**SOURCE EXTRACT**
*Trigger Warning*: This article discusses the topic of stalking.
Stalking is a term we often hear in our everyday language. You’ve likely heard someone say “Oh I stalked her on Insta” or “Yeah I stalked their twitter” but what does stalking really look like and who does it affect? Oftentimes we think of a hooded figure in a dark alley looking from afar, but stalking can look dangerously similar to many everyday actions and oftentimes can be dismissed as just an ex who can’t get over you or a crazy old roommate, so understanding what stalking is, what it looks like, who is affected by it, who the perpetrators are, how to respond to someone who may have a stalker, and how to get help are really important in order to prevent and fight to end stalking.
What is stalking?
According to the Stalking Prevention, Awareness, & Resource Center (SPARC), stalking is defined as “A pattern of behavior directed at a specific person that would cause a reasonable person to feel fear”. Now it’s important to understand that stalking laws and regulations vary from state to state, but a pattern can be defined usually as two or more incidents. Oftentimes these behaviors include (but aren’t limited to): unwanted contact such as phone calls, texts, or contact via social media, unwanted gifts, showing up/approaching an individual or their family/friends, monitoring, surveillance, property damage, and threats. This can get kind of tricky because many times a stalker’s behavior won’t technically be illegal to do, however stalking is a crime in all 50 states as well as in DC and in all US territories, the military. While some behavior like property damage is clearly illegal, documenting the behaviors that aren’t illegal can help to show that there is a pattern.

**EXCERPTED RECORDS**

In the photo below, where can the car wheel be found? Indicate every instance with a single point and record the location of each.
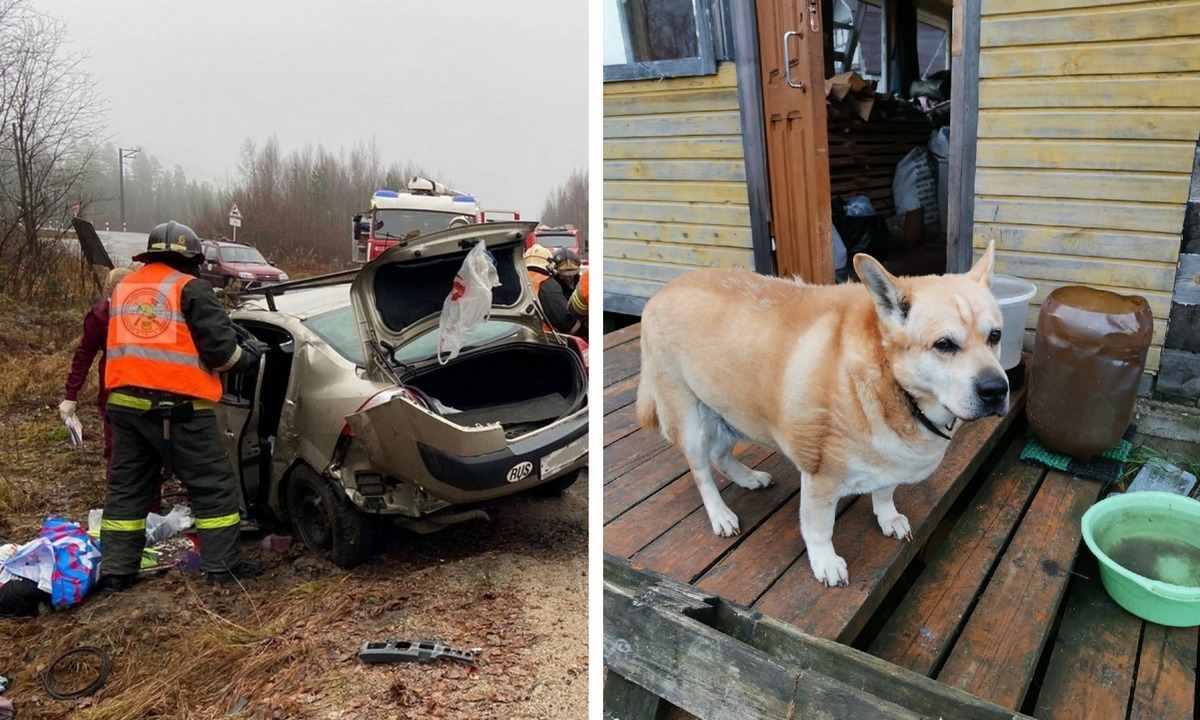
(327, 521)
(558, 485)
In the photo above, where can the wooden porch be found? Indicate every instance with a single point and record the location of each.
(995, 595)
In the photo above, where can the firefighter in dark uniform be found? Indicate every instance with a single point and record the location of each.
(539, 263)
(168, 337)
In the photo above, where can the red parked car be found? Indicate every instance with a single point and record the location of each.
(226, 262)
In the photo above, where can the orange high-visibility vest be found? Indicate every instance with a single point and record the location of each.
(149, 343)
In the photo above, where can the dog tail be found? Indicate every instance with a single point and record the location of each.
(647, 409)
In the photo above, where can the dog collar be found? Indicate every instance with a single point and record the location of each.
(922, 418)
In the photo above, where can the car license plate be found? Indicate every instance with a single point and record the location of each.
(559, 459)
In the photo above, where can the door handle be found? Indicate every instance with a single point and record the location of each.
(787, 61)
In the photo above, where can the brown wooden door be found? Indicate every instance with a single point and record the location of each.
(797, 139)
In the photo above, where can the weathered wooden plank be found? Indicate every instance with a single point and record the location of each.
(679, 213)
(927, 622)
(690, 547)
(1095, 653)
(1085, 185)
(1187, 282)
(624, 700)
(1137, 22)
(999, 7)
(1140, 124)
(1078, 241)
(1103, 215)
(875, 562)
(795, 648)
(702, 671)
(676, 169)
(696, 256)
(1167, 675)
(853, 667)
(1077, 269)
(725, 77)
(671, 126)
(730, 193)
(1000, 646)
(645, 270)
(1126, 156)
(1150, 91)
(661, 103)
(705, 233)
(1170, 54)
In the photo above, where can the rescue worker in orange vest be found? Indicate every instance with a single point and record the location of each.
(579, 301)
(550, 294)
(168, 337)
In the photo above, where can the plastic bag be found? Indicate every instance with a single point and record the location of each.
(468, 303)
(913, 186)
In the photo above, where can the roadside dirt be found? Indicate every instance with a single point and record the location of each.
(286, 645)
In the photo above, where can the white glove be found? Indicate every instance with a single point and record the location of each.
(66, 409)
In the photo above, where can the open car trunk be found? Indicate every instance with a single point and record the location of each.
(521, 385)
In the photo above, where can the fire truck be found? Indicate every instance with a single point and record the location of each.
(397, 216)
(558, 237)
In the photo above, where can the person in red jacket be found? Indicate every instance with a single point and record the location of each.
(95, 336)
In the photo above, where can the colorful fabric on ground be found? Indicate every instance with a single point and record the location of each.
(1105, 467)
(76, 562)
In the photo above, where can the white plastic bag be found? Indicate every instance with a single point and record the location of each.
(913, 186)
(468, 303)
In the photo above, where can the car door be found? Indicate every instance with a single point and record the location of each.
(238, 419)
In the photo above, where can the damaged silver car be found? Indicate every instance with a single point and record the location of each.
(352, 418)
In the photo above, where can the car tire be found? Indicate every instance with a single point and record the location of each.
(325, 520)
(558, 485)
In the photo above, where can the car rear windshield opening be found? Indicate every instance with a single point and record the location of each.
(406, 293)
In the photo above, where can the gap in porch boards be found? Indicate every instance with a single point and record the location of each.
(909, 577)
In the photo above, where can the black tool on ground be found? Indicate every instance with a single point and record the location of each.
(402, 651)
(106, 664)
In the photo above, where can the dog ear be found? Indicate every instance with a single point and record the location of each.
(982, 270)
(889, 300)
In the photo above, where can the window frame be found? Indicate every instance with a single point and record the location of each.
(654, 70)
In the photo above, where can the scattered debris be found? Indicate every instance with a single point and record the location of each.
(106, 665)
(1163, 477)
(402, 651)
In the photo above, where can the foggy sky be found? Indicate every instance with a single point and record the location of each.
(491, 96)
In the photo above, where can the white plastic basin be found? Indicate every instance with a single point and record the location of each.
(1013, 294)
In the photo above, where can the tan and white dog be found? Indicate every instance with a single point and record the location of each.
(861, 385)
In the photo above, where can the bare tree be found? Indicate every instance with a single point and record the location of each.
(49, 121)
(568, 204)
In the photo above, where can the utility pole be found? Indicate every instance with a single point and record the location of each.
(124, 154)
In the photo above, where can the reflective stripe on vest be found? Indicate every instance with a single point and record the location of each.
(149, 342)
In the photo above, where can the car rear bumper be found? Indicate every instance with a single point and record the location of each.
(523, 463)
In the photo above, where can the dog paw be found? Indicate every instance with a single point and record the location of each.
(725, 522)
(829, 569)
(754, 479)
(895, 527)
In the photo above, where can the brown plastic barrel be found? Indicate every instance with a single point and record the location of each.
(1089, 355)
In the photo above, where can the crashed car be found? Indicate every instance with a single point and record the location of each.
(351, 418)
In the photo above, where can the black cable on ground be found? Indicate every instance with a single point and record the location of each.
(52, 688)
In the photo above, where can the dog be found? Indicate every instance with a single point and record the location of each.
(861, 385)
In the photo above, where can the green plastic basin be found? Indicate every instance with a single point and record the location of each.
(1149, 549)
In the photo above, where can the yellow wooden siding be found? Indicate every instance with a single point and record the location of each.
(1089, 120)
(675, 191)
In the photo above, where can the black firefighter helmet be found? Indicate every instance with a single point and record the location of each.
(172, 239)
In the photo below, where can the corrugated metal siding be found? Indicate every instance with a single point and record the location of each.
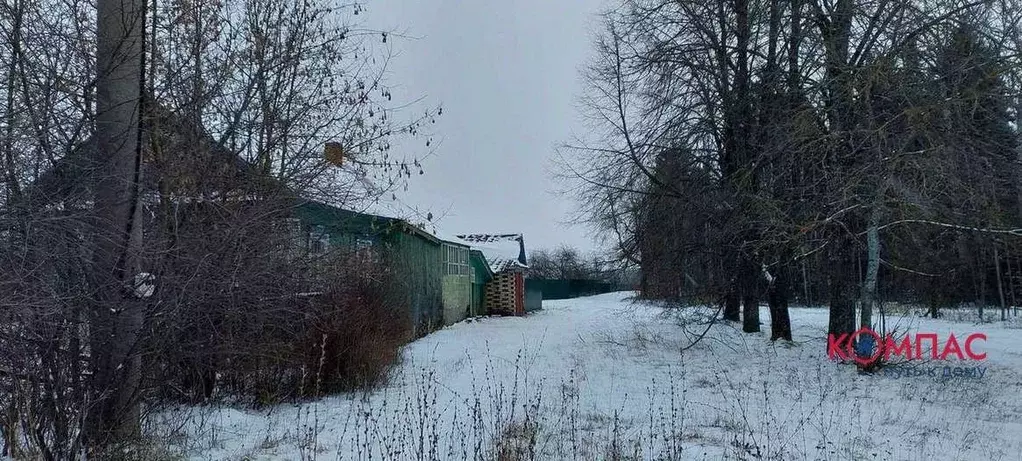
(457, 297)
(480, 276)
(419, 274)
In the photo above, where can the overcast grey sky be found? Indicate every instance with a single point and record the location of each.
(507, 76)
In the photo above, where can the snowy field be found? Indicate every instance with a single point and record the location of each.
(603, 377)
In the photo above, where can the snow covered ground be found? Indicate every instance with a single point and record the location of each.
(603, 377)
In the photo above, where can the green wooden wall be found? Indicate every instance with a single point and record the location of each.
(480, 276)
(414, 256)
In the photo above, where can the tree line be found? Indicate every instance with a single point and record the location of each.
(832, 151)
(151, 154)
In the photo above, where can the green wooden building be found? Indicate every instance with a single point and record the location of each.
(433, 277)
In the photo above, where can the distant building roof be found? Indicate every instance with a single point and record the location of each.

**PROBLEM A**
In the stalking article, give the passage from "Stalking is a term" to "What is stalking?" again, changing "roommate" to "neighbor".
**PROBLEM B**
Answer these questions from the stalking article:
(i) Which organization's definition of stalking does the article quote?
(ii) How many incidents usually make up a pattern?
(iii) Besides all 50 states, where else is stalking a crime?
**PROBLEM C**
According to the stalking article, why is it useful to document a stalker's behaviors even when they are not illegal? Answer in one to three sentences.

**EXPECTED ANSWER A**
Stalking is a term we often hear in our everyday language. You’ve likely heard someone say “Oh I stalked her on Insta” or “Yeah I stalked their twitter” but what does stalking really look like and who does it affect? Oftentimes we think of a hooded figure in a dark alley looking from afar, but stalking can look dangerously similar to many everyday actions and oftentimes can be dismissed as just an ex who can’t get over you or a crazy old neighbor, so understanding what stalking is, what it looks like, who is affected by it, who the perpetrators are, how to respond to someone who may have a stalker, and how to get help are really important in order to prevent and fight to end stalking.
What is stalking?

**EXPECTED ANSWER B**
(i) The Stalking Prevention, Awareness, & Resource Center (SPARC).
(ii) Two or more incidents.
(iii) In DC, in all US territories, and in the military.

**EXPECTED ANSWER C**
Many of a stalker's behaviors are not technically illegal, and stalking is defined as a pattern of behavior. Documenting those behaviors can help show that such a pattern exists.